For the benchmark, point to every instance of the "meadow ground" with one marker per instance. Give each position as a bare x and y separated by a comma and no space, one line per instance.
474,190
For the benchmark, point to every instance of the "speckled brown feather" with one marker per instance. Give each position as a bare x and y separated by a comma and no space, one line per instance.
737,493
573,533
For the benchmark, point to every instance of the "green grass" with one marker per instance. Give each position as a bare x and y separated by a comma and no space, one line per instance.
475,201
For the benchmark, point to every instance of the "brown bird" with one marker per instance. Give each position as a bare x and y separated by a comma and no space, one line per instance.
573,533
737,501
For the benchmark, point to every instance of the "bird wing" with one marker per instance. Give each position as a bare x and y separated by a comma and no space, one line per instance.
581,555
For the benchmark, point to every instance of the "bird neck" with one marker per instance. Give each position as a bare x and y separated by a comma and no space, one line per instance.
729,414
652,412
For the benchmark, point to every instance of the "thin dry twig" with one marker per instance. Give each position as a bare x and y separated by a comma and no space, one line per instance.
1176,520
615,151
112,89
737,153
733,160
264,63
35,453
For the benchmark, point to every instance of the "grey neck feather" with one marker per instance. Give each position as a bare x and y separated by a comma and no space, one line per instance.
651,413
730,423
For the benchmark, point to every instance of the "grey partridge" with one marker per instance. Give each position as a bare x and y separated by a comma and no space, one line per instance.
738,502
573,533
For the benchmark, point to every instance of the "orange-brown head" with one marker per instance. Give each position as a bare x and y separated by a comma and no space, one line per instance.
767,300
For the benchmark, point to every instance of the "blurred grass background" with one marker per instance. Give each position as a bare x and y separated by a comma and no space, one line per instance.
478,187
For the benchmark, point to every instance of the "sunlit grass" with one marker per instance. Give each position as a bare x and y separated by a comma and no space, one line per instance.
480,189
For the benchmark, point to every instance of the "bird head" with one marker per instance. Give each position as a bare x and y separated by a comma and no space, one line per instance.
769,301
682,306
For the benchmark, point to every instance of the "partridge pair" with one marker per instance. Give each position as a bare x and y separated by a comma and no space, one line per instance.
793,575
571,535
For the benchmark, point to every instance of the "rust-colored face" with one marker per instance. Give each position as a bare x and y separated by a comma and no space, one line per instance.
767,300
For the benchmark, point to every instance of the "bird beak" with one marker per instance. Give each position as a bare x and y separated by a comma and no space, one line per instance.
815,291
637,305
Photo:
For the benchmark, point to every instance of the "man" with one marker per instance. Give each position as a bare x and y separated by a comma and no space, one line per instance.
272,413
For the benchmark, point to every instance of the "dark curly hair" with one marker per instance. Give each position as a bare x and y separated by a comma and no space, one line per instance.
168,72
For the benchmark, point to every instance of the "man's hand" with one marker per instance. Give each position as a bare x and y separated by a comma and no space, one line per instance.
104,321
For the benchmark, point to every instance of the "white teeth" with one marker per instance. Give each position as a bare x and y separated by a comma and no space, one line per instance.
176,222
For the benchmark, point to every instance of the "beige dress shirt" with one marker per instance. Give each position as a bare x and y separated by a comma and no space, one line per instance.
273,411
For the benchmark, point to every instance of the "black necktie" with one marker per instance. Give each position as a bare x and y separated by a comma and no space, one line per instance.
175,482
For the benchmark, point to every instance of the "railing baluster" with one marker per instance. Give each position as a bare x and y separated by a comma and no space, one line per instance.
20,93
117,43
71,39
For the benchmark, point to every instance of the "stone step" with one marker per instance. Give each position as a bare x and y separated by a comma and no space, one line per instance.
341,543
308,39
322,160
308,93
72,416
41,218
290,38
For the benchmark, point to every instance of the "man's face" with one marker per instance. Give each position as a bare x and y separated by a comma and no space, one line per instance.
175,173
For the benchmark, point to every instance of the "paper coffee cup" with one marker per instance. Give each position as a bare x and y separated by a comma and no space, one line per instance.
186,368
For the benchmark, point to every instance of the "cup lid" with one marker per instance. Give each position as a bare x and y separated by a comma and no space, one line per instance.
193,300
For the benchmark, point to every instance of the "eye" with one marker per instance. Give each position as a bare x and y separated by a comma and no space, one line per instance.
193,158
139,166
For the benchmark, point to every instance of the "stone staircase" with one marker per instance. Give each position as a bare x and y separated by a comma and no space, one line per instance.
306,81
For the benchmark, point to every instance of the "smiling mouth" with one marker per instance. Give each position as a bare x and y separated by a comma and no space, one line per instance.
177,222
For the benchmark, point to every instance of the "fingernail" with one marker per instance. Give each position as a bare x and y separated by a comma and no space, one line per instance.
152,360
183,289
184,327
...
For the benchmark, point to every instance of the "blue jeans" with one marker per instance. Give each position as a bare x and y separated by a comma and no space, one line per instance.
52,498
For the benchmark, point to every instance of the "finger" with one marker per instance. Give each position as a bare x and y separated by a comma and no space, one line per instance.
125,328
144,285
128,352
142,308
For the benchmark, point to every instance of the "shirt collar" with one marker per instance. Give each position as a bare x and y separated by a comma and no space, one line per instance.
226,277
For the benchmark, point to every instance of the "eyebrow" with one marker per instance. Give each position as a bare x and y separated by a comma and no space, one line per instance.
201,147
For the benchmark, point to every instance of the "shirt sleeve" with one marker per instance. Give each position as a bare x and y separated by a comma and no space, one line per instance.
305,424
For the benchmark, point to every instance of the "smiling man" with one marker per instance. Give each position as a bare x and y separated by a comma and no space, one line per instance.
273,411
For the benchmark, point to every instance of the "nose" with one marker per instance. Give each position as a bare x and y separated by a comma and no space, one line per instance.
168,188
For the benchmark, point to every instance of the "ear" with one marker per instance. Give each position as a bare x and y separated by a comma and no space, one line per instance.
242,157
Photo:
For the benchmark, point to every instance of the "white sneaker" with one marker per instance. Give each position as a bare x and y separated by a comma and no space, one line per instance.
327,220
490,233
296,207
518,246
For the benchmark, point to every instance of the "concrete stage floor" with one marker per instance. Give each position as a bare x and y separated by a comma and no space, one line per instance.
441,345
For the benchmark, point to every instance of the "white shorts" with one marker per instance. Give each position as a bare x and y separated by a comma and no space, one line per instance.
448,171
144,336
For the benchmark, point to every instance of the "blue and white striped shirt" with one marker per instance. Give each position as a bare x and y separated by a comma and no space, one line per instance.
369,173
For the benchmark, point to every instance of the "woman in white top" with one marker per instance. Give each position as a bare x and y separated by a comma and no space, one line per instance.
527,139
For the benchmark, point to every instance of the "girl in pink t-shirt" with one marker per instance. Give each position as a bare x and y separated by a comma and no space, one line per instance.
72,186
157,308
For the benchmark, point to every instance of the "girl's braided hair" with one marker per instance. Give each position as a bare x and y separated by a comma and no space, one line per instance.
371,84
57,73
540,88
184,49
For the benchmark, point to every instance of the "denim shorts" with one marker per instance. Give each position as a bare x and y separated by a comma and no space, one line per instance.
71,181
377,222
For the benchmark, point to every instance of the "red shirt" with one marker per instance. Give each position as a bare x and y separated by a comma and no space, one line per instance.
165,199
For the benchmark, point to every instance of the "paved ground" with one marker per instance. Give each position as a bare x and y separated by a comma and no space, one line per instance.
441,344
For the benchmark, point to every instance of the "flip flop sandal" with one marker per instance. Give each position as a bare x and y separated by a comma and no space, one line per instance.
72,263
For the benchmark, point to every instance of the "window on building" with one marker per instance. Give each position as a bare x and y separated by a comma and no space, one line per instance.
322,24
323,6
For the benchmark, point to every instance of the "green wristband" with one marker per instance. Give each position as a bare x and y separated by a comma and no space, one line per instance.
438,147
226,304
--
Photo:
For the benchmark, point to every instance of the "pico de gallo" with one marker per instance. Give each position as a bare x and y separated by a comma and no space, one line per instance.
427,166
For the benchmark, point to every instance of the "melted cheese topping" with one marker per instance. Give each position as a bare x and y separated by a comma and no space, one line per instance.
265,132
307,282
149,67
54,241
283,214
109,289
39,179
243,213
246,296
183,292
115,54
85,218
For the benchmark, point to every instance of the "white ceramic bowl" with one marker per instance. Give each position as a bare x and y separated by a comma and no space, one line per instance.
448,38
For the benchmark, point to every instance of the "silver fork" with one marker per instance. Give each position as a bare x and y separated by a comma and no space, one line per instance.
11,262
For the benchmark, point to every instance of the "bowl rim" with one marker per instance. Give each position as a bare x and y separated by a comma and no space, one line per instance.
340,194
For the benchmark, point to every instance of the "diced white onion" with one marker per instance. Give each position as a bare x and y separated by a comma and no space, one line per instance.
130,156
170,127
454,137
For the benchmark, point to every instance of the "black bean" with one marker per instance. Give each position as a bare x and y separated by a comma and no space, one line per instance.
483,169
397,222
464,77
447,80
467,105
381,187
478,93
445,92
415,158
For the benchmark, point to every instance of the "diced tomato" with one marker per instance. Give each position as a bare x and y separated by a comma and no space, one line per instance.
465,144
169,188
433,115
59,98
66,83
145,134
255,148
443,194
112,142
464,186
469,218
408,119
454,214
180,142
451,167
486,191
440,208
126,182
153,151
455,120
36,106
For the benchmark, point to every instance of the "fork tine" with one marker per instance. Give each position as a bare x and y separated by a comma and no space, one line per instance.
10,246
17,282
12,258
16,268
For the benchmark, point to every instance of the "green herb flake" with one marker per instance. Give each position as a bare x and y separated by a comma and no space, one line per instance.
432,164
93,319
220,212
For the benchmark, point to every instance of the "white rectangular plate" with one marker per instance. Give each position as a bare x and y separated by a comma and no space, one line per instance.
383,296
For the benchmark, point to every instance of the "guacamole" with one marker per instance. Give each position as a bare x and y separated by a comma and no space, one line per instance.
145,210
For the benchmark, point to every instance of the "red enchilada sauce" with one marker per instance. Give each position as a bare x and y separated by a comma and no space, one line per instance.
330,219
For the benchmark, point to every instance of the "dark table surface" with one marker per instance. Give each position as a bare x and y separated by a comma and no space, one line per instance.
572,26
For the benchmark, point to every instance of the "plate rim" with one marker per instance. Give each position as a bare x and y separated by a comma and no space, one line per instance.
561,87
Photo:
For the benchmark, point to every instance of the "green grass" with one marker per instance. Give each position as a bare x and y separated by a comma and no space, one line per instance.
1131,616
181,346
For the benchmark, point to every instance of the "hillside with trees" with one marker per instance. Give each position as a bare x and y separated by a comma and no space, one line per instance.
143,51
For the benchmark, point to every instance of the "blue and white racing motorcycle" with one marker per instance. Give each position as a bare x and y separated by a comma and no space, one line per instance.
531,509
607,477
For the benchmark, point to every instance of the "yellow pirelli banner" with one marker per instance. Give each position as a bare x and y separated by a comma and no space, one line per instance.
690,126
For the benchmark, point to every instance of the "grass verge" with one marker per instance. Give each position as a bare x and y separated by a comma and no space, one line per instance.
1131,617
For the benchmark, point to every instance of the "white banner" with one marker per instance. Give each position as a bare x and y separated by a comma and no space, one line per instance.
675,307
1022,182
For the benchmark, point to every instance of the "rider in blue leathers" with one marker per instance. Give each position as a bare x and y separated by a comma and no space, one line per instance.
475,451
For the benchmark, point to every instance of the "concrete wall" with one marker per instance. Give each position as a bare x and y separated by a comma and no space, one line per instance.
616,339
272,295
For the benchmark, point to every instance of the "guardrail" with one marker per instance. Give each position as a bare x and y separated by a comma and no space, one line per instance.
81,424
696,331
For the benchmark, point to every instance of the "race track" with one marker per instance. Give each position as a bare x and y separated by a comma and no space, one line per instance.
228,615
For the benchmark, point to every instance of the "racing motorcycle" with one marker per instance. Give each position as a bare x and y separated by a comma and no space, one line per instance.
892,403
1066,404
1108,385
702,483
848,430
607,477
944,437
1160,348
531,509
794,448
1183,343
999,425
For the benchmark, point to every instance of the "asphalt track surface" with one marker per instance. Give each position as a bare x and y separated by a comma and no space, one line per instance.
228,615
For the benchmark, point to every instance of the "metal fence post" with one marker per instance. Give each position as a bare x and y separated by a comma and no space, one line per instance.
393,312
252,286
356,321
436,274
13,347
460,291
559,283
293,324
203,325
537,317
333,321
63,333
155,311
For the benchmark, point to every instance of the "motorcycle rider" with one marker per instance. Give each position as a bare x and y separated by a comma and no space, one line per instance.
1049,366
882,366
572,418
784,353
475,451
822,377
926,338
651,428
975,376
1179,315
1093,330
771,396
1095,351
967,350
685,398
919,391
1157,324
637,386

● GIVEN EXERCISE: Return every line from the entries above that contains the word "plate", matching case exactly.

● RESPONSE:
For the benchmark, point to every instance of the "white rectangular plate" with one marker per instance. Give each position as a bare x and y separated by a comma and no space, one line per instance.
For the benchmark, point to every instance of the "plate rim" with one marker per instance. Give each position as a bare x and y separated by a comma and no space, one line per instance.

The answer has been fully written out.